What the task requires
Only the lines from the one with "Each instance of the bowl" to the end of the records are wanted, each repeated exactly, both ends included.

Saved entries
---
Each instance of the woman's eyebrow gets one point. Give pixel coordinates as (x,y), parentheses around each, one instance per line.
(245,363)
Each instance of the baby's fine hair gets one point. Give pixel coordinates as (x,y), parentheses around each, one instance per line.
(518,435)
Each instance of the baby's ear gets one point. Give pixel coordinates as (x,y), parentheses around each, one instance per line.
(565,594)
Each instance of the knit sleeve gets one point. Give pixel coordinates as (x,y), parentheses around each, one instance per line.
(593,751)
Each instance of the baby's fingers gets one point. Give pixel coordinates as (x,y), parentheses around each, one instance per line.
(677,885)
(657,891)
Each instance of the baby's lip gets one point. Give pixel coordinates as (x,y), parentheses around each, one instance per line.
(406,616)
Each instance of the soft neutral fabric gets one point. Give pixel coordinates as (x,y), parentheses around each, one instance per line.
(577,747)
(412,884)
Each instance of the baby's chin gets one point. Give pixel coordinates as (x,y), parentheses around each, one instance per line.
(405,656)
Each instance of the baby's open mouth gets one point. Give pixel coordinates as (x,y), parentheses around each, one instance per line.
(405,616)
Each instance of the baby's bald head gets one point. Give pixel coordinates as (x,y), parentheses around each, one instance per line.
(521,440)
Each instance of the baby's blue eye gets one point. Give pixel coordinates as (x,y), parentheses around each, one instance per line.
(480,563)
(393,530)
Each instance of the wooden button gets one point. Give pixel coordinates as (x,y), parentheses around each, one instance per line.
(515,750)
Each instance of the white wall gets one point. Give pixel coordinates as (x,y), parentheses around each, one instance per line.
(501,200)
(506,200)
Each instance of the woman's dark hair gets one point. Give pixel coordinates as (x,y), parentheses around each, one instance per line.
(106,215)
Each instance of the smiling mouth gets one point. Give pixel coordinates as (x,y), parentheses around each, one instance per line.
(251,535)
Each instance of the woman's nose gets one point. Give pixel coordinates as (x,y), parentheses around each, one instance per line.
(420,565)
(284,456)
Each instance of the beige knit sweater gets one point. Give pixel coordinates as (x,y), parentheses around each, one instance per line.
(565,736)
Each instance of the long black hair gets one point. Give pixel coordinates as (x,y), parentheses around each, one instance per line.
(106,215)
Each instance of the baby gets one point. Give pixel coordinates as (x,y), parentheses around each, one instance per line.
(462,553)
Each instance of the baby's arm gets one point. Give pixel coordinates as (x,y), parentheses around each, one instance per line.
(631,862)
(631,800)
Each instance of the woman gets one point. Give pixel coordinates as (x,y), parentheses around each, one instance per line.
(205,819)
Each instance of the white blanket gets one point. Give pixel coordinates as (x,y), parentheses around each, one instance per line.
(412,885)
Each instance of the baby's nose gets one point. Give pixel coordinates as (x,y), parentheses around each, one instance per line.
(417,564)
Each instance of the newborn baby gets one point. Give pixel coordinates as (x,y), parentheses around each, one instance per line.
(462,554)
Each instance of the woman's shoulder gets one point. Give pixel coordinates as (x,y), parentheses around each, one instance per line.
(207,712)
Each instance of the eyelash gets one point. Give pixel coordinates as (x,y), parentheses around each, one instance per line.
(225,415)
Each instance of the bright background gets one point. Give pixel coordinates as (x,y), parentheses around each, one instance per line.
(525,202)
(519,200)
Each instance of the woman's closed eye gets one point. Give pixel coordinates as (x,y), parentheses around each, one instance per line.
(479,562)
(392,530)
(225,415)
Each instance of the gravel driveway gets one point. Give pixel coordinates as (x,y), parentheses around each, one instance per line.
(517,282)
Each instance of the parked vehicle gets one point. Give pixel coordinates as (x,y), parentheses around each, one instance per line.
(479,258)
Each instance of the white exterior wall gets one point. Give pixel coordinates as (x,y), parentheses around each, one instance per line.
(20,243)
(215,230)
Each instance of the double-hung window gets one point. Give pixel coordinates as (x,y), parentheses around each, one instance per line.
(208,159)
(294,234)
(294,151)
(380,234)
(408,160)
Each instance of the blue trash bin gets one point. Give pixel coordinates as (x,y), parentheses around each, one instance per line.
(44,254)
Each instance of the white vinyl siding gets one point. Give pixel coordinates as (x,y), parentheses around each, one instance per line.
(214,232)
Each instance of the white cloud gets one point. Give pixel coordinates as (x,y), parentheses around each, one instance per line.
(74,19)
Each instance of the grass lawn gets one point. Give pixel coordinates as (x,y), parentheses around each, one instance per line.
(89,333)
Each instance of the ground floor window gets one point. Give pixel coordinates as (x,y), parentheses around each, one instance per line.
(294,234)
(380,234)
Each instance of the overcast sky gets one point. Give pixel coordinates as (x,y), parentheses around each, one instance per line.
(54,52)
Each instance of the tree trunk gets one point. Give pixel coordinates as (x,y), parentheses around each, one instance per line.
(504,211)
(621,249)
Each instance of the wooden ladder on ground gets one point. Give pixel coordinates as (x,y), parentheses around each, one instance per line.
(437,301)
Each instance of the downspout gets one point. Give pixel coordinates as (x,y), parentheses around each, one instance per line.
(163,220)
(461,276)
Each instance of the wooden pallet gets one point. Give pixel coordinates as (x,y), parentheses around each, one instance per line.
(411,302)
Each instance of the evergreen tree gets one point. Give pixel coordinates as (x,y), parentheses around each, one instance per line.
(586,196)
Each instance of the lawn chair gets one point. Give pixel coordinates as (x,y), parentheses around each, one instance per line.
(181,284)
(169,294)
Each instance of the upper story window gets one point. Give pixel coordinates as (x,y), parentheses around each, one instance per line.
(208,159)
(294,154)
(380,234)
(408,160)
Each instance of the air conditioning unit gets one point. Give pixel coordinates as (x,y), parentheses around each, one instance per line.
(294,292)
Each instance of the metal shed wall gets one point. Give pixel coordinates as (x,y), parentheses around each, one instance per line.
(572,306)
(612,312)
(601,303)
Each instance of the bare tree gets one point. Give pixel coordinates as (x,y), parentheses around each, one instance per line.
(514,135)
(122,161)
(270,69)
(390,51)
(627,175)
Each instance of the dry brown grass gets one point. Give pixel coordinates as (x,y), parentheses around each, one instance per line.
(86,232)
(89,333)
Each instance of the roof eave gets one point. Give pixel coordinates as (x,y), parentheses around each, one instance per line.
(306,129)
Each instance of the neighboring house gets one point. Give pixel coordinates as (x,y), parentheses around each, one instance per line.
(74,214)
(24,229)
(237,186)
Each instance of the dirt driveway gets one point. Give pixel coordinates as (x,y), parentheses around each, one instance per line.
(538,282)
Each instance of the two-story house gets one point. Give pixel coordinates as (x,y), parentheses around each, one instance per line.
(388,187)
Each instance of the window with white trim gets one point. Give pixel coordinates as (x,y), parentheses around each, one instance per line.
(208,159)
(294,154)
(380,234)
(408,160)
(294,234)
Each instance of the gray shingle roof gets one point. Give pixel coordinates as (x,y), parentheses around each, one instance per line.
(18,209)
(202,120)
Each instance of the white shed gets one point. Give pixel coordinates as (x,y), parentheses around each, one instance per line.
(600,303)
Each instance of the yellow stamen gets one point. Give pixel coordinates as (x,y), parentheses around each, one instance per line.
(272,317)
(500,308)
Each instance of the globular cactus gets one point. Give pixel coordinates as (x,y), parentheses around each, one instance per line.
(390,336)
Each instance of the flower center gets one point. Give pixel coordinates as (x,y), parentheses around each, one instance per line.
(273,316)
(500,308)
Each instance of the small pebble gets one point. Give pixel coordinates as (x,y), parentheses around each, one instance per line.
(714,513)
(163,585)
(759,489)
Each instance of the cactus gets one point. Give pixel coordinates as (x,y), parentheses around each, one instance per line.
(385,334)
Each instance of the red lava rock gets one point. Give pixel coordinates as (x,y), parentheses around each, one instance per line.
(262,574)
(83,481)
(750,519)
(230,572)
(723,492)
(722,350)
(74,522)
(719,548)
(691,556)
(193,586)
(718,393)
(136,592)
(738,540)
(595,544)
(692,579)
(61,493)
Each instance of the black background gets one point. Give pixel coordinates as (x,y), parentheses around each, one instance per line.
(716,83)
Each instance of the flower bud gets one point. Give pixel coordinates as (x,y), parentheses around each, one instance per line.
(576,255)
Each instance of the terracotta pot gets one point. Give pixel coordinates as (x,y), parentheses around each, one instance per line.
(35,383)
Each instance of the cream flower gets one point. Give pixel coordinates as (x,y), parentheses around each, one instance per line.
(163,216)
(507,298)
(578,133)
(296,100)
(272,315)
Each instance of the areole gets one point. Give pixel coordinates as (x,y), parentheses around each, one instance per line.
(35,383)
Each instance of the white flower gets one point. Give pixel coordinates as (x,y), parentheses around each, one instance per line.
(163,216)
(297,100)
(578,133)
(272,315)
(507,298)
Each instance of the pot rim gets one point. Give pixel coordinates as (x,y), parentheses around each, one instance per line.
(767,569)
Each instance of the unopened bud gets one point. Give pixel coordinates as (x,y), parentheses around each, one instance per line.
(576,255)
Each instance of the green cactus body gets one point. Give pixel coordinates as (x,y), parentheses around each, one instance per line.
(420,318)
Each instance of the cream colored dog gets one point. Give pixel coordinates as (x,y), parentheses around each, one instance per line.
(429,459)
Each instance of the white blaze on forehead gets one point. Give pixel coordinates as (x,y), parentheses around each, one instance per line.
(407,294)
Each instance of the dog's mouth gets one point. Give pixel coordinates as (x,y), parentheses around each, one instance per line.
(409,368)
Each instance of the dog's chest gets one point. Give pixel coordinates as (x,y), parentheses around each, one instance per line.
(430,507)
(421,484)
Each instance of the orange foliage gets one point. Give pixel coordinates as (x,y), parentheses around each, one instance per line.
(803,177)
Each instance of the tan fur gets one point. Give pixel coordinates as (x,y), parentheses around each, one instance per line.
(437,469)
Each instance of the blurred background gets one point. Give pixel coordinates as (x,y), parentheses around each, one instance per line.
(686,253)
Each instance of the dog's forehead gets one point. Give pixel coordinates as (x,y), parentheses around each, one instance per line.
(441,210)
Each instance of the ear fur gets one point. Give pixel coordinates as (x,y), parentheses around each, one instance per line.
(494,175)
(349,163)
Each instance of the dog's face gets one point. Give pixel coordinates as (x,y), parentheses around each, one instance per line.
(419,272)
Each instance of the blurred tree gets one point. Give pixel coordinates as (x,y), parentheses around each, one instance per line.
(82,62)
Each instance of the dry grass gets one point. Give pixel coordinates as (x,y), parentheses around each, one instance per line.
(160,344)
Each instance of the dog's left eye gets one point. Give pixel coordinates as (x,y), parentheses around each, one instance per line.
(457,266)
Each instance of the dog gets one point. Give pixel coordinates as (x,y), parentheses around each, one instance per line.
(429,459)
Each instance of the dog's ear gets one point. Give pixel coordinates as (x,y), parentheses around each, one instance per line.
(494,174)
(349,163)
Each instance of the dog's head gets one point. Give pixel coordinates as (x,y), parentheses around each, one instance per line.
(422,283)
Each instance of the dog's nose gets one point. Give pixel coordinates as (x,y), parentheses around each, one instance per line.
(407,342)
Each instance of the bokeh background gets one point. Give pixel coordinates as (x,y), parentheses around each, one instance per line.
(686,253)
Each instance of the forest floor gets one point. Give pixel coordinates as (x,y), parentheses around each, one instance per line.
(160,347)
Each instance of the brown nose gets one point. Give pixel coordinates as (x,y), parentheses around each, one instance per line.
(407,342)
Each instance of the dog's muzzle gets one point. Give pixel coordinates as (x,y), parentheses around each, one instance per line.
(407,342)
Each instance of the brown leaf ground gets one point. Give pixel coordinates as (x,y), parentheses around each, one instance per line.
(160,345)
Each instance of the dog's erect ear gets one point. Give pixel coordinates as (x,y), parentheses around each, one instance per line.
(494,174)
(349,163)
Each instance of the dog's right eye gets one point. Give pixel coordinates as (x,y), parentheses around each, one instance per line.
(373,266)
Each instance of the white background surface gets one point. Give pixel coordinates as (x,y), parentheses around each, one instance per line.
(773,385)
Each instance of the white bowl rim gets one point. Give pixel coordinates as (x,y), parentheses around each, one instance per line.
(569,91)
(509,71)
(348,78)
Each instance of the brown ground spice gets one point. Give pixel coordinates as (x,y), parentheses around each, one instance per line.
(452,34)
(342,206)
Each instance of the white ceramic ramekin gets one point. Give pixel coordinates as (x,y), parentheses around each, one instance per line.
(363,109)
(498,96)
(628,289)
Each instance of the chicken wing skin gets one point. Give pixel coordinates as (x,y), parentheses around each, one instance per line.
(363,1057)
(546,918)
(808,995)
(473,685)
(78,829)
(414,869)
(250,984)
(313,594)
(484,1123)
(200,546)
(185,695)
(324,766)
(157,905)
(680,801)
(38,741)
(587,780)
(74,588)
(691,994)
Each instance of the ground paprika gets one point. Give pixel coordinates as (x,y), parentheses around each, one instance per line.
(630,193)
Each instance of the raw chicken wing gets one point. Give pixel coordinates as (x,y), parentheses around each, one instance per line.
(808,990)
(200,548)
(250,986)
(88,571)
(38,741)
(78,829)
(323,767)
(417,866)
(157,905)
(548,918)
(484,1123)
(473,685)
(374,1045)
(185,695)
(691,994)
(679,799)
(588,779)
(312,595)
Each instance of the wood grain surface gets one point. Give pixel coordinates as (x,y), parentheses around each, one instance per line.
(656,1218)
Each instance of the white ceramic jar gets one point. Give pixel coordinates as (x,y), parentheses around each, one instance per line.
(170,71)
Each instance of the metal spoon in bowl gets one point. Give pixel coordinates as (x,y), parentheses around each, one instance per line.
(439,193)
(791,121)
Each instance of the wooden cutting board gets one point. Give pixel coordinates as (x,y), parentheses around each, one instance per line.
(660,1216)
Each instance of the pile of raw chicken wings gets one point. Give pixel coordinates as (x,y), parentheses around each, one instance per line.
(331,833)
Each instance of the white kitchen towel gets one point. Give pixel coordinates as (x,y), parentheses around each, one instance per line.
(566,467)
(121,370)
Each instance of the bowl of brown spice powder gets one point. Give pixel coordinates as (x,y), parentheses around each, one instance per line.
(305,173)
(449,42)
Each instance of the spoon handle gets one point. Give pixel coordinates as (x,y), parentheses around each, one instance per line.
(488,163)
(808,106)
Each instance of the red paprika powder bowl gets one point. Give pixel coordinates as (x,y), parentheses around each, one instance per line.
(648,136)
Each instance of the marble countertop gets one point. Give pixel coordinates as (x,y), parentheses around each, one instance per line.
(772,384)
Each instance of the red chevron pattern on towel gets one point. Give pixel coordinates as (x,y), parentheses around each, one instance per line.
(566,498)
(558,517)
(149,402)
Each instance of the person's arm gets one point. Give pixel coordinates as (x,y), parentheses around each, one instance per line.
---
Response for this exercise
Each instance of the bowl of brown spice powder gets one point. Give pixel coordinates as (x,y), parentheses around each, one instance per line.
(305,173)
(449,42)
Each instance of the spoon handle gets one point. Give pixel coordinates as (x,y), parentheses around each, one instance per line.
(488,163)
(808,106)
Each instance of the red paprika powder bowl gets one point. Give pixel coordinates as (x,y), parentheses around each, one instance per line.
(648,136)
Each instance of the marble countertop gets one point. Give pixel coordinates as (x,y), parentheses around each, one instance per line.
(772,384)
Each instance of the red chevron pattern on towel gets one point. Give pixel coordinates as (x,y), parentheses around each, one instance per line.
(566,498)
(558,517)
(149,402)
Each instance of the person's arm gets one point. Give pixel coordinates as (x,y), parentheses around each, one instance per line.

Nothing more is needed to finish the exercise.